#### [SOURCE PASSAGE]
start
# Finding the algebra corresponding to an unusual Cartan matrix

Is there some Lie algebra $$L(n)$$ such that the number of its simple roots grows with the Fibonacci numbers $$F(n)$$ (or perhaps $$F(n+2)$$)?

Context: I'm studying the Lucas and Fibonacci cube graphs. Suppose I take the adjacency matrix $$A(n)$$ of the latter, which is an $$F(n) \times F(n)$$ symmetric matrix with vanishing elements on the diagonal.

From this, I can construct $$C(n) = 2 I(n) - A(n)$$, where $$I(n)$$ is the identity matrix. It turns out that $$C$$ satisfies all the requirements for being a Cartan matrix. Here is an example for $$n=5$$ (which is a $$5 \times 5$$ symmetric matrix)

$$$$C(5) = \left( \begin{array}{ccccc} 2 & -1 & -1 & -1 & 0 \\ -1 & 2 & 0 & 0 & -1 \\ -1 & 0 & 2 & 0 & 0 \\ -1 & 0 & 0 & 2 & -1 \\ 0 & -1 & 0 & -1 & 2 \\ \end{array} \right)$$$$

and for $$n=6$$ (which is an $$8 \times 8$$ symmetric matrix)

$$$$C(6) = \left( \begin{array}{cccccccc} 2 & -1 & -1 & -1 & 0 & -1 & 0 & 0 \\ -1 & 2 & 0 & 0 & -1 & 0 & -1 & 0 \\ -1 & 0 & 2 & 0 & 0 & 0 & 0 & -1 \\ -1 & 0 & 0 & 2 & -1 & 0 & 0 & 0 \\ 0 & -1 & 0 & -1 & 2 & 0 & 0 & 0 \\ -1 & 0 & 0 & 0 & 0 & 2 & -1 & -1 \\ 0 & -1 & 0 & 0 & 0 & -1 & 2 & 0 \\ 0 & 0 & -1 & 0 & 0 & -1 & 0 & 2 \\ \end{array} \right)$$$$

I can also show that the rank of $$C(n)$$ follows the Fibonacci sequence: Rank $$C(n) = F(n)$$. Given this, I'd like to understand if it is known whether there exists an algebra such that $$C(n)$$ is its Cartan matrix. The closest thing I could find were the Hecke algebras, but I haven't seen a clear discussion of their Cartan matrices anywhere.
end
#### [DATASET EXCERPTS]
start
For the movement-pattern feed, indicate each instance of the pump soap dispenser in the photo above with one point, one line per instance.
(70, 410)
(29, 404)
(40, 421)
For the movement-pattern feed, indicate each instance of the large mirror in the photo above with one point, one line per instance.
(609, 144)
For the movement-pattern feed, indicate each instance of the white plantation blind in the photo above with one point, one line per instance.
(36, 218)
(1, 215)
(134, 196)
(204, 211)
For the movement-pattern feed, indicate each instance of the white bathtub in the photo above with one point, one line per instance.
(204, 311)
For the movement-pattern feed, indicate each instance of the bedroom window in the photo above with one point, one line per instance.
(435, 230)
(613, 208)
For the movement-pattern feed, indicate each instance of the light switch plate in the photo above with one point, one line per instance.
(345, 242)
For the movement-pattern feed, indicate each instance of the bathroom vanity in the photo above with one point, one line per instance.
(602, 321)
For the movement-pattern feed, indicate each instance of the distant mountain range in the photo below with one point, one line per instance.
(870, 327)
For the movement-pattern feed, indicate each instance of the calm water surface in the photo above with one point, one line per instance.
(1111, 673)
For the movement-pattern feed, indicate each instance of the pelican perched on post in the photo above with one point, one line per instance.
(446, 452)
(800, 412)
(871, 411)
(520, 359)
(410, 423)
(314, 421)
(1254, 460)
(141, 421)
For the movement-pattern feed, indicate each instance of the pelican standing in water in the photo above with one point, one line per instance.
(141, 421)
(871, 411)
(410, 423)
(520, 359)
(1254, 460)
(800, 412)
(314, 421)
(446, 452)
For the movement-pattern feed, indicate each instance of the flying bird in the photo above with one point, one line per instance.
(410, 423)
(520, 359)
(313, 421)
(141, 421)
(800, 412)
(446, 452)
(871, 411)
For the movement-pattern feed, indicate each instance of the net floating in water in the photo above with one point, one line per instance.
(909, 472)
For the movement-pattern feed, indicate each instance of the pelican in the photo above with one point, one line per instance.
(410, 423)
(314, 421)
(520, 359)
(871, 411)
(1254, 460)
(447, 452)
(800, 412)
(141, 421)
end
#### [TASKS AND EXERCISES]
a) In the post on the Fibonacci cube Cartan matrix, how is C(n) constructed from the adjacency matrix A(n)?
b) Extend the post on the Fibonacci cube Cartan matrix from its final sentence.
The records come from a different source than the text.

#### [THE RESPONSES]
a) C(n) = 2I(n) − A(n), where I(n) is the identity matrix.

b)
A Cartan matrix for a semi-simple Lie algebra has 2's down the diagonal, either 0's in both the $$(i,j)$$ and $$(j,i)$$ entries or negative integers. AND a Cartan matrix for a semi-simple Lie algebra is positive definite.

Your "Cartan matrices" are actually generalized Cartan matrices (GCMs). For example, your $$C(5)$$'s corresponding Dynkin diagram has a loop. No (classical) Cartan matrix has Dynkin diagram with a loop.

Every GCM can be used to build a Kac-Moody Lie algebra. Only Cartan matrices (that are positive definite) yield finite dimensional semi-simple Lie algebras. All others yield infinite dimensional algebras.

Your $$C(5)$$ is the GCM of a hyperbolic Kac-Moody Lie algebra. Hyperbolic types are essentially one step away from affine types which are one step away from the finite dimensional simple Lie algebras.

Finally, the number of simple roots is the same as the size of your GCM. So a $$5 \times 5$$ matrix will yield a (possibly infinite dimensional) Kac-Moody Lie algebra with 5 simple roots.

So, yes, your $$C(n)$$'s correspond to (generally infinite dimensional) Kac-Moody Lie algebras.

Note: Can you create a list of Kac-Moody Lie algebras whose simple roots are numbered according to the Fibonacci sequence? Sure. In a lot of different ways. In fact, we could even make sure they're simple and finite dimensional.

For example, start with [2] (type $$A_1$$. Then put it together with itself and let's connect the first node of the second copy with the last of the first. This yields $$\begin{bmatrix} 2 & -1 \\ -1 & 2 \end{bmatrix}$$ which is type $$A_2$$.

Put together $$A_k$$ and $$A_m$$ this way and get $$A_{k+m}$$.

So type A with fibonacci ranks will give such a sequence (corresponding to finite dimensional simple Lie algebras).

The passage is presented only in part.